#### DOCUMENT PASSAGE:
•••••
This article describes an effort to develop and implement a comprehensive, community-based approach to diabetes prevention and control in selected communities along the U.S.-Mexico border.
The U.S. state of Arizona shares a border with the Mexican state of Sonora. The four Arizona counties on this border are Cochise, Santa Cruz, Pima, and Yuma. In 1996, the University of Arizona and the Arizona Department of Health Services conducted a diabetes survey in the city of Douglas, Cochise County, in conjunction with its U.S. community partners and Mexican counterparts (1). This partnership led to the formation of a diabetes working group in Douglas. In 1998, members of this working group and other stakeholders formed the community advisory board of the newly funded Prevention Research Center (PRC) at the University of Arizona.
•••••
#### ACTIVITY 1:
Summarize the diabetes passage in two sentences.
#### ACTIVITY 2:
Restate the stretch of the diabetes passage from "This article describes" through "the U.S.-Mexico border.", substituting "Arizona-Sonora border" for "U.S.-Mexico border".
#### ACTIVITY 3:
Name every Arizona county that the diabetes passage lists as lying on the border with Sonora.
None of the stored items is required for this work.

(Stored items)
•••••
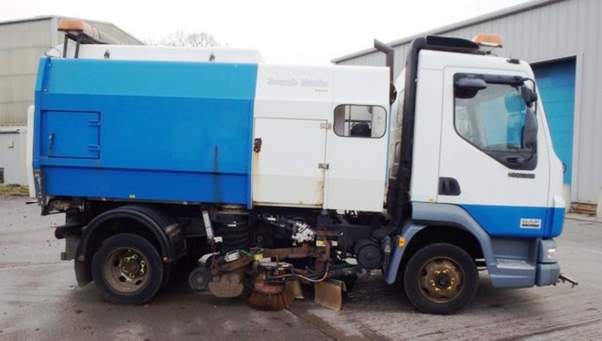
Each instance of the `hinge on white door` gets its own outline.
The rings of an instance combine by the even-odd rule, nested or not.
[[[332,124],[327,123],[326,122],[322,122],[320,123],[320,129],[326,129],[327,131],[332,127]]]

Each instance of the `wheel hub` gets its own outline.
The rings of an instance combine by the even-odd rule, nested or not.
[[[105,278],[115,290],[131,293],[141,289],[148,281],[147,264],[137,250],[119,248],[113,250],[106,259]]]
[[[426,262],[418,279],[423,294],[432,301],[448,301],[462,288],[462,274],[454,260],[436,257]]]

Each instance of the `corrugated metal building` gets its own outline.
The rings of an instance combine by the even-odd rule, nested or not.
[[[564,182],[573,202],[597,203],[602,187],[602,1],[535,0],[392,41],[394,72],[405,65],[414,38],[438,34],[471,39],[501,36],[500,57],[533,65],[548,114],[554,149],[566,165]],[[332,60],[383,66],[384,54],[367,49]]]
[[[63,42],[57,31],[66,17],[49,16],[0,22],[0,183],[27,184],[25,141],[27,109],[34,102],[40,57]],[[114,25],[85,20],[125,45],[142,41]]]

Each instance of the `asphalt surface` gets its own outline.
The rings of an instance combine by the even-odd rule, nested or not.
[[[566,221],[558,241],[568,284],[497,290],[481,275],[479,293],[453,316],[417,312],[376,272],[346,296],[343,310],[309,300],[263,312],[243,300],[191,292],[183,276],[148,304],[115,306],[93,283],[78,287],[63,242],[23,197],[0,197],[0,340],[600,340],[602,223]],[[578,217],[579,218],[579,217]]]

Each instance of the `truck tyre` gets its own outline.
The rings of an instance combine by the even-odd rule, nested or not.
[[[472,257],[452,244],[438,243],[415,253],[406,266],[403,287],[421,312],[451,314],[462,309],[477,292],[479,272]]]
[[[92,259],[92,278],[108,301],[140,304],[161,287],[163,264],[144,238],[120,233],[105,240]]]

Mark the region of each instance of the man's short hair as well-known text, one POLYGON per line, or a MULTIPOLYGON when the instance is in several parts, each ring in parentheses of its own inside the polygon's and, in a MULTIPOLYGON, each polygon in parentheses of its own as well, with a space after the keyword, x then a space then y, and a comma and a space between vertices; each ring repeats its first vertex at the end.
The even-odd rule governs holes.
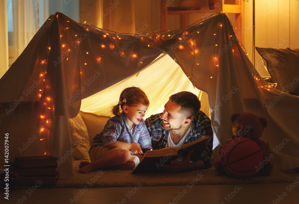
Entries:
POLYGON ((182 91, 172 95, 169 100, 178 106, 187 117, 194 118, 200 109, 200 101, 195 94, 187 91, 182 91))

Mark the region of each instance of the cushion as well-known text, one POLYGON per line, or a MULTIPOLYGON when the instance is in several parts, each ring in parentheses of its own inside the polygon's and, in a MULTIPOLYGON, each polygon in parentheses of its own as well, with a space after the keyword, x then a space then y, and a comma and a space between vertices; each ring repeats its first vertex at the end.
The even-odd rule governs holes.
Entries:
POLYGON ((78 159, 89 159, 90 145, 87 128, 80 112, 76 116, 68 119, 73 149, 73 157, 78 159))
POLYGON ((87 127, 89 137, 90 144, 91 145, 94 137, 104 129, 106 123, 110 117, 98 115, 94 113, 81 111, 80 111, 80 112, 87 127))
POLYGON ((279 90, 299 95, 299 49, 256 49, 266 62, 267 70, 279 90))

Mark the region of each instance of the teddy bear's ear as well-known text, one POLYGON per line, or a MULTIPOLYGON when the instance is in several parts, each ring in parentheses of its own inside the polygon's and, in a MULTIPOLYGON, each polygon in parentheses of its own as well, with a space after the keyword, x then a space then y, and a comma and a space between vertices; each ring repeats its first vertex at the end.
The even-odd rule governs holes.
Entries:
POLYGON ((232 122, 233 122, 236 120, 236 118, 237 118, 237 117, 239 116, 240 115, 239 113, 234 113, 231 115, 231 121, 232 122))
POLYGON ((262 124, 263 125, 263 127, 266 127, 266 126, 267 126, 267 121, 266 120, 266 119, 264 118, 260 118, 260 121, 262 124))

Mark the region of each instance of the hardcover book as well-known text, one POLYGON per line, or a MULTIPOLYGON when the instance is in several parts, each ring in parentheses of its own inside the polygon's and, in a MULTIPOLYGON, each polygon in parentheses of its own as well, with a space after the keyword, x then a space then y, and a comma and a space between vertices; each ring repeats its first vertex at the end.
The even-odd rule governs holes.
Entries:
POLYGON ((211 137, 203 137, 182 145, 180 148, 173 147, 148 151, 132 173, 160 171, 160 167, 162 165, 171 164, 171 161, 174 160, 182 161, 191 150, 193 152, 190 155, 190 160, 198 159, 211 138, 211 137))

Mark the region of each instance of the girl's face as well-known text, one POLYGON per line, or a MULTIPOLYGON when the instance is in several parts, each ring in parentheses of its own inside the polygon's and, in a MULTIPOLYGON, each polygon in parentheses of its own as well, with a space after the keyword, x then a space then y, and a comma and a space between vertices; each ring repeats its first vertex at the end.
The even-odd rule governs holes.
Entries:
POLYGON ((148 107, 148 106, 140 104, 132 106, 129 106, 126 104, 124 105, 123 109, 125 116, 130 127, 132 127, 133 124, 135 125, 139 124, 145 115, 145 112, 148 107))

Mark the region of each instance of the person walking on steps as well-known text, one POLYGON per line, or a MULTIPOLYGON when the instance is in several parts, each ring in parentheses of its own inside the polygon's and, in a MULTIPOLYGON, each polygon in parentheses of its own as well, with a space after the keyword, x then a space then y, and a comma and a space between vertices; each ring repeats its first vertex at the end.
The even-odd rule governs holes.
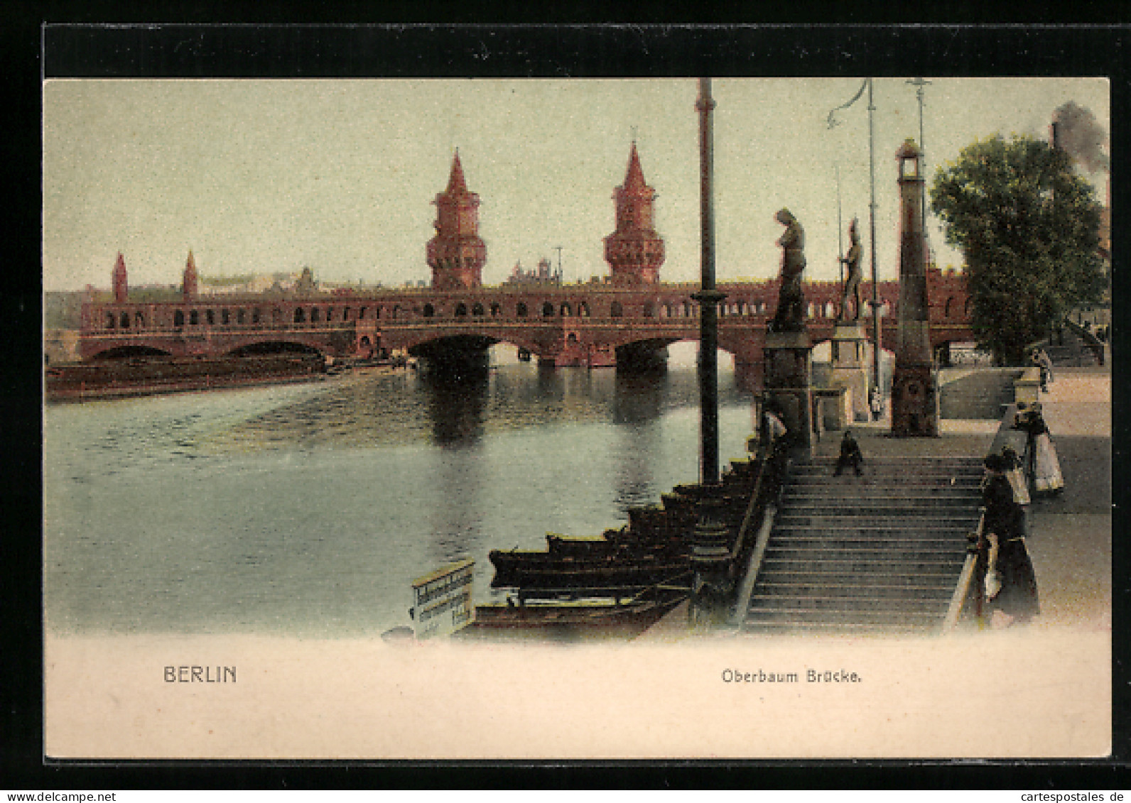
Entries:
POLYGON ((848 466, 853 467, 856 476, 861 476, 863 472, 860 470, 860 466, 863 461, 864 456, 860 451, 860 443, 852 437, 852 430, 845 430, 845 437, 840 439, 840 457, 837 458, 837 469, 832 476, 840 476, 840 472, 848 466))
POLYGON ((985 459, 982 486, 985 513, 979 547, 985 556, 983 615, 999 611, 1009 624, 1025 624, 1041 613, 1037 577, 1025 546, 1025 508, 1017 501, 1001 455, 985 459))

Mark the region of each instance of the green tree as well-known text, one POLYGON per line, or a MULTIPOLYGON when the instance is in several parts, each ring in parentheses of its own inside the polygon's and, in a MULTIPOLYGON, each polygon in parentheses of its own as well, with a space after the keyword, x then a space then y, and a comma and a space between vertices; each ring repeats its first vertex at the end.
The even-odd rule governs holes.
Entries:
POLYGON ((935 173, 931 208, 966 256, 974 334, 999 364, 1021 364, 1053 320, 1098 299, 1100 205, 1062 150, 974 143, 935 173))

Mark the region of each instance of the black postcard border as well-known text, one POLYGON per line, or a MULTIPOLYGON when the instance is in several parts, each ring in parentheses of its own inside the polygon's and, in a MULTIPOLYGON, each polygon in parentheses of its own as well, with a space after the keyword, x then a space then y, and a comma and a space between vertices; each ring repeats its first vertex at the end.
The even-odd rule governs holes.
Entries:
MULTIPOLYGON (((162 8, 165 3, 158 3, 162 8)), ((236 6, 235 8, 242 8, 236 6)), ((50 9, 49 9, 50 10, 50 9)), ((70 10, 70 9, 64 9, 70 10)), ((1074 761, 308 762, 64 761, 42 755, 41 80, 52 77, 694 77, 1107 76, 1112 153, 1131 153, 1131 27, 1120 25, 287 25, 96 24, 38 9, 0 43, 9 76, 15 248, 0 293, 8 344, 5 521, 0 536, 0 786, 63 788, 1119 788, 1131 760, 1126 487, 1113 483, 1113 755, 1074 761), (45 25, 44 23, 52 24, 45 25), (34 24, 34 31, 33 31, 34 24), (32 35, 34 34, 34 41, 32 35), (42 46, 42 50, 41 50, 42 46), (34 48, 34 50, 33 50, 34 48), (34 74, 26 57, 32 55, 34 74), (17 783, 18 782, 18 783, 17 783)), ((238 16, 238 15, 233 15, 238 16)), ((85 17, 85 18, 84 18, 85 17)), ((103 16, 98 23, 121 20, 103 16)), ((159 19, 170 19, 169 16, 159 19)), ((1114 18, 1114 17, 1108 17, 1114 18)), ((148 21, 153 21, 150 18, 148 21)), ((1124 178, 1113 158, 1113 253, 1131 252, 1124 178)), ((8 260, 6 260, 8 261, 8 260)), ((1113 270, 1116 305, 1131 299, 1113 270)), ((1128 336, 1113 331, 1113 473, 1126 476, 1128 336)), ((975 681, 975 679, 972 679, 975 681)))

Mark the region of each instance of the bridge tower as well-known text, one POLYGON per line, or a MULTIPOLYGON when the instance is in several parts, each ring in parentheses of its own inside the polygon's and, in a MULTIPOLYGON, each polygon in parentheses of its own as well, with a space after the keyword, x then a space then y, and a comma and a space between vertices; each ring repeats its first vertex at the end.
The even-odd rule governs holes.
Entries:
POLYGON ((118 261, 114 262, 111 280, 114 285, 114 303, 124 304, 129 296, 130 284, 126 276, 126 259, 121 251, 118 252, 118 261))
POLYGON ((189 259, 184 264, 184 276, 181 279, 181 294, 185 301, 197 297, 197 262, 192 258, 192 249, 189 249, 189 259))
POLYGON ((467 190, 459 150, 451 161, 448 189, 437 195, 435 236, 428 243, 432 287, 464 290, 478 287, 487 247, 480 236, 480 197, 467 190))
POLYGON ((616 201, 616 231, 605 238, 605 261, 613 270, 613 284, 659 282, 664 239, 656 233, 654 223, 656 191, 644 180, 636 140, 629 154, 624 183, 613 192, 613 199, 616 201))
POLYGON ((914 140, 896 153, 899 162, 899 347, 891 377, 891 434, 939 434, 938 377, 931 353, 926 240, 923 233, 923 152, 914 140))

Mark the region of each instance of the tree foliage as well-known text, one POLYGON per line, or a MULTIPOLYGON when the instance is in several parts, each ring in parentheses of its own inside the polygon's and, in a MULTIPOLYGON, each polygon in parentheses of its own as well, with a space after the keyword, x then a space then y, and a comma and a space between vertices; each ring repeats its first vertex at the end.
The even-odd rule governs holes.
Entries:
POLYGON ((966 256, 974 334, 999 364, 1020 364, 1054 319, 1099 296, 1100 205, 1046 143, 974 143, 935 173, 931 208, 966 256))

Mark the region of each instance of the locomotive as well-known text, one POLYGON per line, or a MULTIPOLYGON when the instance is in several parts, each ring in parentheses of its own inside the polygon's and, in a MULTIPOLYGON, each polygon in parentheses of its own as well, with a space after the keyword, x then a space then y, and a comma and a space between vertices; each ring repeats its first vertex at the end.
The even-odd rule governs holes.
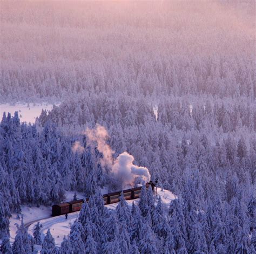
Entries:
•••••
#### REPLY 1:
The article describes an effort to develop and implement a comprehensive, community-based approach to diabetes prevention and control in selected communities along the U.S.-Mexico border. A 1996 diabetes survey in Douglas, Cochise County, led to a diabetes working group there, whose members and other stakeholders formed the community advisory board of the University of Arizona's newly funded Prevention Research Center in 1998.

#### REPLY 2:
This article describes an effort to develop and implement a comprehensive, community-based approach to diabetes prevention and control in selected communities along the Arizona-Sonora border.

#### REPLY 3:
Cochise, Santa Cruz, Pima, Yuma